▸ WHAT THIS TASK INVOLVES
In the listing below, find each line containing "tire" and report it.

# # # #

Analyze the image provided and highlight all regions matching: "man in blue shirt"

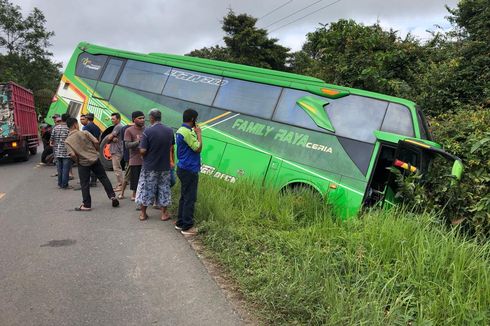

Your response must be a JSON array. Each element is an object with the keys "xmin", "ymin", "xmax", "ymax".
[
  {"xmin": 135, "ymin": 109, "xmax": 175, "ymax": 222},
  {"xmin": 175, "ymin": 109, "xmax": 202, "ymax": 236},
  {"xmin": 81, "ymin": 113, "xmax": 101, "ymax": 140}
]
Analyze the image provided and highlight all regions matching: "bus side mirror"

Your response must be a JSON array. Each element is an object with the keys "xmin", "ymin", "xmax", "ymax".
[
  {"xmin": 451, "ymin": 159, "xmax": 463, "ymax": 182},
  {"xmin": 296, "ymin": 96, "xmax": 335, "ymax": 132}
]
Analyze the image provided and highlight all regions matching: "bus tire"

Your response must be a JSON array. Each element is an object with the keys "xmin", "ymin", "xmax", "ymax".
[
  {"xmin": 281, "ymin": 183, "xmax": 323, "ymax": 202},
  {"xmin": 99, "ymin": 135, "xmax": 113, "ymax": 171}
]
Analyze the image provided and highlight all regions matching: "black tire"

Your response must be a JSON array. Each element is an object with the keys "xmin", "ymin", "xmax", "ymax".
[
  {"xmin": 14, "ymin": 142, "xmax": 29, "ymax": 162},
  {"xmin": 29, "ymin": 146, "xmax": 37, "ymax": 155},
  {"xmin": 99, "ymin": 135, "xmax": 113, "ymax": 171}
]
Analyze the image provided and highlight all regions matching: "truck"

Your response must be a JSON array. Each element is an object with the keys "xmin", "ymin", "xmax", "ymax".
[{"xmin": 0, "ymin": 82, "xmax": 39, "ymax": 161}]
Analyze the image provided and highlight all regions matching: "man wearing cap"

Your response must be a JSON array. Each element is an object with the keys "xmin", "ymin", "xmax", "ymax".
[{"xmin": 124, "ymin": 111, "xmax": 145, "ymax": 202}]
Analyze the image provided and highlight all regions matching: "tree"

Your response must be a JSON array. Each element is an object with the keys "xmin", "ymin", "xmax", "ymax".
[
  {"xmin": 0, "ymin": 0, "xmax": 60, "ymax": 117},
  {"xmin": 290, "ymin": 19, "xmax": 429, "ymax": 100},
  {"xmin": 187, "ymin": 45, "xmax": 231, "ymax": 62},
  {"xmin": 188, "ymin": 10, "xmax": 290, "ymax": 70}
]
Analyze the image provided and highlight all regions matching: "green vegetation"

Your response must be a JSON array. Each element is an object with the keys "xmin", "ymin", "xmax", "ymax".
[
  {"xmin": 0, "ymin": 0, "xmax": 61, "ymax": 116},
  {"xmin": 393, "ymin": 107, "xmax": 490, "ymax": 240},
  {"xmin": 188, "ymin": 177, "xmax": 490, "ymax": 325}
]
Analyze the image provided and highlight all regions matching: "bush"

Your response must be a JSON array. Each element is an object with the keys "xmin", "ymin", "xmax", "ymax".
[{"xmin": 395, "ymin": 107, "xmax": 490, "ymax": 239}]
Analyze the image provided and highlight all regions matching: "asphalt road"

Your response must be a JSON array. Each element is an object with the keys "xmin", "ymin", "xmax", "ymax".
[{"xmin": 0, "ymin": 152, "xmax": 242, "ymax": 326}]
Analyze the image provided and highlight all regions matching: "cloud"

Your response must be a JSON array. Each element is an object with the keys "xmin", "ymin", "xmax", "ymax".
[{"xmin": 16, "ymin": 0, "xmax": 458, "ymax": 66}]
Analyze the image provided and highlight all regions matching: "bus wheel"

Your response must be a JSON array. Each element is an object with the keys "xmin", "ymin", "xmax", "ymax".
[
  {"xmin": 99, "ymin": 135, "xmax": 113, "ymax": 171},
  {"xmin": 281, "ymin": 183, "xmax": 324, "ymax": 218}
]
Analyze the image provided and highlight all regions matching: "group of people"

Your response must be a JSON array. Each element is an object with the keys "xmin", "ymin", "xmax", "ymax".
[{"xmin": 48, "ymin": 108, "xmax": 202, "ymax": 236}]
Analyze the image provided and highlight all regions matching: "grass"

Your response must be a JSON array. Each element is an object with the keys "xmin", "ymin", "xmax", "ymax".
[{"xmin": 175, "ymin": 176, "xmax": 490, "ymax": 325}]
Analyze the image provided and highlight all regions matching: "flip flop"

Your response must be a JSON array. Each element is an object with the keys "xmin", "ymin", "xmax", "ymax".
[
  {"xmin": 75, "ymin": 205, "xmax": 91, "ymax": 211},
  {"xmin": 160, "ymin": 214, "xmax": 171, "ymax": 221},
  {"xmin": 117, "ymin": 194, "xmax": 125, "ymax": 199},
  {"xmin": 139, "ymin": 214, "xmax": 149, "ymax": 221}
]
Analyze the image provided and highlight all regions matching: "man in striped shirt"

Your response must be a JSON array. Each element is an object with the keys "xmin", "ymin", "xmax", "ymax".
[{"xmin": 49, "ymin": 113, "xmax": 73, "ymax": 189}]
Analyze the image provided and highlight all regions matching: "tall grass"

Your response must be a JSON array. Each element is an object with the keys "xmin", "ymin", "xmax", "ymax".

# # # #

▸ RESPONSE AREA
Analyze the image provided and highlight all regions matching: "bus tire"
Analyze the image provided and highlight all regions matching: "black tire"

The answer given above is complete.